#### Document text
[START]
When Black Movements Win, Everybody But the 1 Percent Wins
Donald Trump and the right wing refer to Black protesters as “thugs” and “looters” guilty of “treason.” In contrast, liberals offer support for the protests, urging white people to become “allies” to the movement.
Though their rhetoric is starkly different, there is a dangerous overlap between the Trumpian and liberal views. They both imply that concessions won by Black protesters will hurt white people. Trump tells whites to defend their interests, while liberals urge them to make altruistic sacrifices.
The corporate media never challenge the underlying and pernicious myth that anti-racist struggle is a zero-sum game in which the oppressed gain at the expense of other non-elite sectors of the population.
Black revolutionaries have long rejected this myth. They have understood that when Black protesters win material gains, almost everyone but the white elite benefits.
Black abolitionist David Walker highlighted this truth in his iconic 1829 Appeal. The document was a call for Black insurrection against slavery and white supremacy, but Walker understood that poor and working-class whites also had a stake in that revolution. White supremacy not only subjugated people of color, it also facilitated the exploitation of the white 99 percent, who would benefit from a coalition with the Black working class. Walker envisioned a future in which white and Black working people “will all live in peace and happiness together.”
However, Walker also understood that Black people must lead the struggle. Though white abolitionists had criticized Thomas Jefferson and other racists of the day, Walker warned against relying on whites to do the heavy lifting: “Let no one of us suppose that the refutations which have been written by our white friends are enough — they are whites, we are blacks. We, and the world, wish to see the charges of Mr. Jefferson refuted by the blacks themselves.” Walker knew that without Black people at the helm of the struggle, the movement’s demands or strategies might not reflect their interests. For instance, many white critics of slavery advocated the deportation of freedpeople to Africa, a solution that Black abolitionists like Walker vehemently rejected.
Diverse figures within the Black radical tradition — from W.E.B. Du Bois to Martin Luther King Jr. to the Combahee River Collective — have expanded upon the dual insights of Walker’s Appeal. That understanding is also apparent within the movement that burst into the national spotlight after the 2014 murders of Michael Brown and Eric Garner, and which reentered the public consciousness after the murders of George Floyd, Tony McDade and Breonna Taylor earlier this year. The platform of the Movement for Black Lives advocates changes that would benefit society as a whole in numerous ways.
White people must appreciate all that they have to gain from the success of the Black movement. Altruism is rarely enough to produce committed activists when people must incur physical, material and social risks to join a movement. Solidarity, not altruism, is the only viable foundation for the struggle to achieve collective liberation.
Diversity and Power Within Movements
Historically, victories by Black protesters have benefited working people of all races. This is because Black victories require the dismantling of both economic and racial hierarchies, and therefore open pathways for more people on the oppressed side of the system.
The reverse is not true: Victories by white working people often exclude Black, Latinx and other nonwhite groups, or even intensify their oppression; concessions delivered to relatively prosperous groups need not benefit the more oppressed groups below them. The most famous U.S. example is the New Deal, which granted Social Security and labor rights to most workers but denied those rights to farmworkers and domestic workers. Black and Latinx workers were concentrated in these sectors, thus intensifying their oppression and delaying their acquisition of those rights (some of the New Deal’s exclusions are still on the books today).
[END]
#### Information supplied
[START]
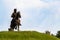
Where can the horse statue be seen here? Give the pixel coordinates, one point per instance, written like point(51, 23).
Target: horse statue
point(15, 23)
[END]
#### Tasks for this exercise
(1) Print the stretch of the article on Black movements from "Diverse figures within" through "in numerous ways.".
(2) Summarize the article on Black movements in two sentences.

#### Answers for the exercise
(1)
Diverse figures within the Black radical tradition — from W.E.B. Du Bois to Martin Luther King Jr. to the Combahee River Collective — have expanded upon the dual insights of Walker’s Appeal. That understanding is also apparent within the movement that burst into the national spotlight after the 2014 murders of Michael Brown and Eric Garner, and which reentered the public consciousness after the murders of George Floyd, Tony McDade and Breonna Taylor earlier this year. The platform of the Movement for Black Lives advocates changes that would benefit society as a whole in numerous ways.

(2) Trump and liberals both imply that gains won by Black protesters hurt white people, but Black revolutionaries such as David Walker have rejected this zero-sum myth, holding that Black victories benefit almost everyone but the white elite. Walker also insisted that Black people must lead the struggle, and the article argues that white people should join out of solidarity rather than altruism, noting that victories by white working people, like the New Deal, have often excluded nonwhite groups.